**What is being asked**
Reproduce the part of the listing that opens with the line containing "Can you see the hiker" and closes with the line containing "column 451, row 241", both lines included.
>> start Supplied entries
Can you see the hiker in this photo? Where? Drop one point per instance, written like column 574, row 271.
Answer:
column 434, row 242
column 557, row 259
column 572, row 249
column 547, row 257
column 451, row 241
>> end Supplied entries
>> start Supplied entries
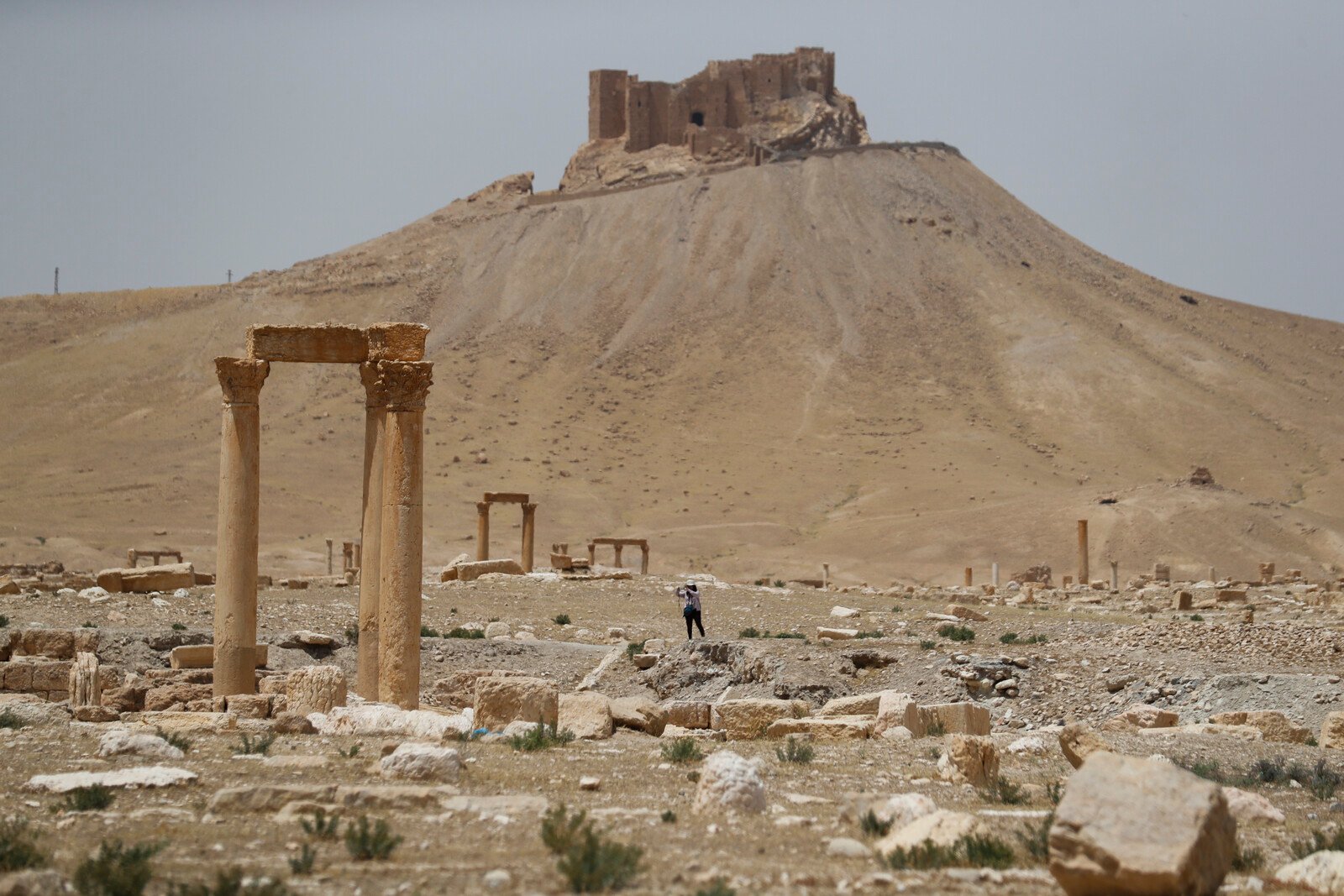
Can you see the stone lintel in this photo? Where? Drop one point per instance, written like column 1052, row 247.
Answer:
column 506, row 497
>> end Supplied entries
**Correct result**
Can you see the hiker in this photo? Where? Drop one point per instance, written like column 574, row 271.
Answer:
column 434, row 242
column 557, row 259
column 572, row 249
column 547, row 257
column 451, row 241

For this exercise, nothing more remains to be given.